• _EXERCISE DIRECTIONS_
Extract each item below and copy every line of it character for character.

::: EXTRACTED DATA

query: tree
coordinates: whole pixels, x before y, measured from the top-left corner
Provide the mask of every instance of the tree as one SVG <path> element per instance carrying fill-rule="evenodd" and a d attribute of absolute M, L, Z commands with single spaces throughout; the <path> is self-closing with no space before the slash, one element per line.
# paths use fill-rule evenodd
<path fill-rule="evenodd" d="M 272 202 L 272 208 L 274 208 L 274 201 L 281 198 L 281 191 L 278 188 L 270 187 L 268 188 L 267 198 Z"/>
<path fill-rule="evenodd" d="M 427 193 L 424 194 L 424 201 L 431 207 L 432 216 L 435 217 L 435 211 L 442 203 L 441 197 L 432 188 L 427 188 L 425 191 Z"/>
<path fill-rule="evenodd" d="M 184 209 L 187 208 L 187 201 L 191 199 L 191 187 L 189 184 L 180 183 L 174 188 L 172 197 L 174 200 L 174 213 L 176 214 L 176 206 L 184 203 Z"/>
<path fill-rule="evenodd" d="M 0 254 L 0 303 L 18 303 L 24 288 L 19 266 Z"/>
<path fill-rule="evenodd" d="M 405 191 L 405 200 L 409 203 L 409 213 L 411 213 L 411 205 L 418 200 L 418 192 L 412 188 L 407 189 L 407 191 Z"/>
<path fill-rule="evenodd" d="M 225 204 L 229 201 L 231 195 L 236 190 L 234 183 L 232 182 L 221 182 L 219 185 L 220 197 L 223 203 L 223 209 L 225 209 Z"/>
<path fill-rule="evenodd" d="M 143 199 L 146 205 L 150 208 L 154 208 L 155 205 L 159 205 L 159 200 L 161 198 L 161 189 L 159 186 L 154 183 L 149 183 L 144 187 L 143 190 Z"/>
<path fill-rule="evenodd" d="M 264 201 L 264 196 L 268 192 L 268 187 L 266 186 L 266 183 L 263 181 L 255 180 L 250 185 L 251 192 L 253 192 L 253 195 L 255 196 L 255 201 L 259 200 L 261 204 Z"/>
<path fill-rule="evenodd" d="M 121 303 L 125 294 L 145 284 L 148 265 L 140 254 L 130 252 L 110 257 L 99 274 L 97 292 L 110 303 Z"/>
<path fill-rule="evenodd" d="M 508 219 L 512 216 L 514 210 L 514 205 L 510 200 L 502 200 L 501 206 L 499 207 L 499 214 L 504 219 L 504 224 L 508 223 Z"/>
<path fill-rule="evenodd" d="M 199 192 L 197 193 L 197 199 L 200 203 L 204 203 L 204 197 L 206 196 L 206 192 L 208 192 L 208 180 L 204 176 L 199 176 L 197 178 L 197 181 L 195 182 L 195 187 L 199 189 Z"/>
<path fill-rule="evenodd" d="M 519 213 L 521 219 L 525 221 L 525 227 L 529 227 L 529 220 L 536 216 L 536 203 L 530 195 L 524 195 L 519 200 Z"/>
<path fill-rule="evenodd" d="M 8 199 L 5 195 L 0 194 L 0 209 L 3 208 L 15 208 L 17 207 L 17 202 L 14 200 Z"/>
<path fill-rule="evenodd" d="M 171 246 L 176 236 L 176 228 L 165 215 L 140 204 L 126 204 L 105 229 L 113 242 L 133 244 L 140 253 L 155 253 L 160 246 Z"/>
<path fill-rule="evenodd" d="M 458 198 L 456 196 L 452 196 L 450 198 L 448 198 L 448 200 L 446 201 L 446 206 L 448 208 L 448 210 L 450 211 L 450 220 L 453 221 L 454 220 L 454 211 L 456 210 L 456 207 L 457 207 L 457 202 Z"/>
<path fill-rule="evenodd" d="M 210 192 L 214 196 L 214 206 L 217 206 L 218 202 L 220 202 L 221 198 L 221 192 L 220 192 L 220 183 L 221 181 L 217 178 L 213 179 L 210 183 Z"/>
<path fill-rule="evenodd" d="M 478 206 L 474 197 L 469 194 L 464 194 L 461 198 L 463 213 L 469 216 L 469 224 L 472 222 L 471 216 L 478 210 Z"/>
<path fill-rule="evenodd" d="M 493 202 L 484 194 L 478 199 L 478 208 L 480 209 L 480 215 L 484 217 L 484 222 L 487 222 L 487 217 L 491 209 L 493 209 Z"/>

::::::

• _RESULT FOR THIS EXERCISE_
query: tree
coordinates: whole pixels, x before y, measured from the top-left corner
Provide the mask of every instance of the tree as one SVG <path> element per instance carrying fill-rule="evenodd" and a d attribute of absolute M, L, Z commands with single spaces throughout; the <path> is self-closing with no space before the slash, one element per line.
# paths use fill-rule evenodd
<path fill-rule="evenodd" d="M 272 202 L 272 208 L 274 208 L 274 201 L 281 198 L 281 191 L 278 188 L 270 187 L 268 188 L 267 198 Z"/>
<path fill-rule="evenodd" d="M 427 193 L 424 194 L 424 201 L 431 207 L 432 216 L 435 217 L 435 211 L 442 203 L 441 197 L 432 188 L 427 188 L 425 191 Z"/>
<path fill-rule="evenodd" d="M 184 209 L 187 208 L 187 201 L 191 199 L 191 187 L 189 184 L 180 183 L 174 188 L 172 197 L 174 200 L 174 213 L 176 214 L 176 206 L 184 203 Z"/>
<path fill-rule="evenodd" d="M 0 254 L 0 303 L 18 303 L 24 288 L 19 266 Z"/>
<path fill-rule="evenodd" d="M 405 191 L 405 200 L 409 203 L 409 213 L 411 213 L 411 205 L 418 200 L 418 192 L 412 188 L 407 189 L 407 191 Z"/>
<path fill-rule="evenodd" d="M 225 204 L 229 201 L 231 195 L 236 190 L 234 183 L 232 182 L 221 182 L 219 185 L 220 197 L 223 203 L 223 209 L 225 209 Z"/>
<path fill-rule="evenodd" d="M 143 199 L 146 205 L 150 208 L 154 208 L 155 205 L 159 205 L 159 200 L 161 198 L 161 189 L 159 186 L 154 183 L 149 183 L 144 187 L 143 190 Z"/>
<path fill-rule="evenodd" d="M 264 201 L 264 196 L 268 192 L 268 187 L 266 186 L 266 183 L 263 181 L 255 180 L 250 185 L 251 192 L 253 192 L 253 195 L 255 196 L 255 201 L 259 200 L 261 204 Z"/>
<path fill-rule="evenodd" d="M 121 303 L 125 294 L 145 284 L 148 265 L 140 254 L 130 252 L 110 257 L 99 274 L 97 292 L 110 303 Z"/>
<path fill-rule="evenodd" d="M 508 219 L 512 216 L 514 210 L 514 205 L 510 200 L 502 200 L 501 206 L 499 207 L 499 214 L 504 219 L 504 224 L 508 223 Z"/>
<path fill-rule="evenodd" d="M 199 192 L 197 193 L 197 199 L 200 203 L 204 203 L 204 197 L 206 196 L 206 192 L 208 192 L 208 180 L 204 176 L 199 176 L 197 178 L 197 181 L 195 182 L 195 187 L 199 189 Z"/>
<path fill-rule="evenodd" d="M 519 213 L 521 219 L 525 221 L 525 227 L 529 227 L 529 220 L 536 216 L 536 203 L 530 195 L 524 195 L 519 200 Z"/>
<path fill-rule="evenodd" d="M 8 199 L 5 195 L 0 194 L 0 209 L 3 208 L 15 208 L 17 207 L 17 202 L 14 200 Z"/>
<path fill-rule="evenodd" d="M 171 246 L 176 236 L 176 228 L 165 215 L 140 204 L 126 204 L 105 229 L 113 242 L 133 244 L 140 253 L 155 253 L 160 246 Z"/>
<path fill-rule="evenodd" d="M 458 198 L 456 196 L 452 196 L 450 198 L 448 198 L 448 200 L 446 201 L 446 206 L 448 208 L 448 210 L 450 211 L 450 220 L 453 221 L 454 220 L 454 211 L 456 210 L 456 207 L 457 207 L 457 202 Z"/>
<path fill-rule="evenodd" d="M 210 192 L 214 196 L 214 206 L 217 206 L 218 202 L 220 202 L 221 198 L 221 192 L 220 192 L 220 183 L 221 181 L 217 178 L 213 179 L 210 183 Z"/>
<path fill-rule="evenodd" d="M 478 206 L 474 197 L 469 194 L 464 194 L 461 198 L 463 213 L 469 216 L 469 224 L 472 222 L 471 216 L 478 210 Z"/>
<path fill-rule="evenodd" d="M 493 202 L 484 194 L 478 199 L 478 208 L 480 209 L 480 215 L 484 217 L 484 222 L 487 222 L 487 217 L 491 209 L 493 209 Z"/>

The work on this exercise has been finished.